称麦子为亲亲的,不是因为矫情,更不是为了追求语言的时尚,这是我从心底发出的最原始、最真挚的呼唤。在我心目中,那金灿灿的麦子啊,就像与我生死相依的恋人一样,曾给过我太多的爱抚,太多的力量,太多的憧憬。

“时令过清明,朝朝布谷鸣,红紫花枝尽,青黄麦穗成。”小满刚过,随着布谷鸟急促撩人的“割麦垛垛”声,我会和大人一样知道,麦子要成熟收割了,我又可以吃到又绵软又厚实的白面馍了。那时,我真的很感谢布谷鸟勤勉的叫声,它带给农家的是提示与期盼,还有警示和劝勉!感激之余,又让我奇怪的是,布谷鸟为什么总是在麦收时才来?还是奶奶告诉了我其中的秘密:布谷鸟原本是一位种地的老奶奶转生的。有一年,她家的麦子收割后没有及时上垛,被一场大雨浸泡在田地里,全部生芽霉变。老奶奶伤心地日夜啼哭,直至啼血而死,变成一只善解人意的精灵鸟,一到麦稍黄的时候,整日整夜地翻飞在村子的上空,凄厉的叫着,提醒人们快快“割麦垛垛”。

也许是受奶奶所讲故事的影响吧,每年麦子刚刚现出蜡黄的时节,我会伴着布谷鸟的叫声,一大早跑到离家最近的那块被大人们称为“洼腰地”的麦田边。晨曦中放眼望去,颗粒饱满的麦穗挨肩擦背,密密匝匝地静立在地里。一阵清凉的夏风掠过麦稍,撩起阵阵麦香,发出沙沙的声响,恰如最美妙最动听的天籁之音。这时,我会弯下腰,学着大人的样子,扯下一根饱满的麦穗,和着晨露在手心一搓一揉,然后吹掉麦芒,剩在手里的是一撮壮实的浅黄,再拣一粒放到嘴里,用牙一咬,嚼一口,一股绵筋筋甜丝丝的清香就在嘴巴里弥漫开来。

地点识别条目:
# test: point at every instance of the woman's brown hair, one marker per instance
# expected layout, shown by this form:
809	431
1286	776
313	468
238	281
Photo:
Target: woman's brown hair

__任务与练习__.
A. 在这篇写麦子的文字里,奶奶说布谷鸟原本是谁转生的?
B. 接着这篇写麦子的文字的最后一句往下写一段。
这些记录用不上。

__练习答案__.
A. 一位种地的老奶奶。

B.
又过几天,最多一个星期,时令到了芒种。农谚说:“忙不忙,三两场。”在芒种这个节气里,村子里所有的人,不分男女老少,不讲老弱病残,只要有一点能力,都会加入到抢收抢打麦子的劳动中。五黄六月,昼长夜短,早晨五点多一点,天就大亮了。这时,酣睡在床上的我,朦胧中会听见爷爷和父亲磨镰、磨钐的“沙沙”声,还有母亲在厨房里忙着做饭发出的锅碗瓢盆碰撞声。我作为长子,万万不能再躺在床上舒心的睡觉了。我要带头起床,喊醒还在熟睡的两个弟弟,准备随着父母下地割麦、拾麦,或者提茶送水。

那时,在我幼小的心灵中,抢收麦子简直就是一场没有硝烟的战争。那时麦收工序相当复杂:先用镰刀把麦秧一把一把地割倒,再堆成一个个小堆,然后用铁叉扎起,装到架子车上,一趟趟的运往打麦场里,摊开,晒干,碾压,翻场,扬场,直到弄干净了才可以装袋运回家中,最后再把碾压过的麦秸跺起来,麦收才算彻底结束。这段时间没有十天半月是不行的。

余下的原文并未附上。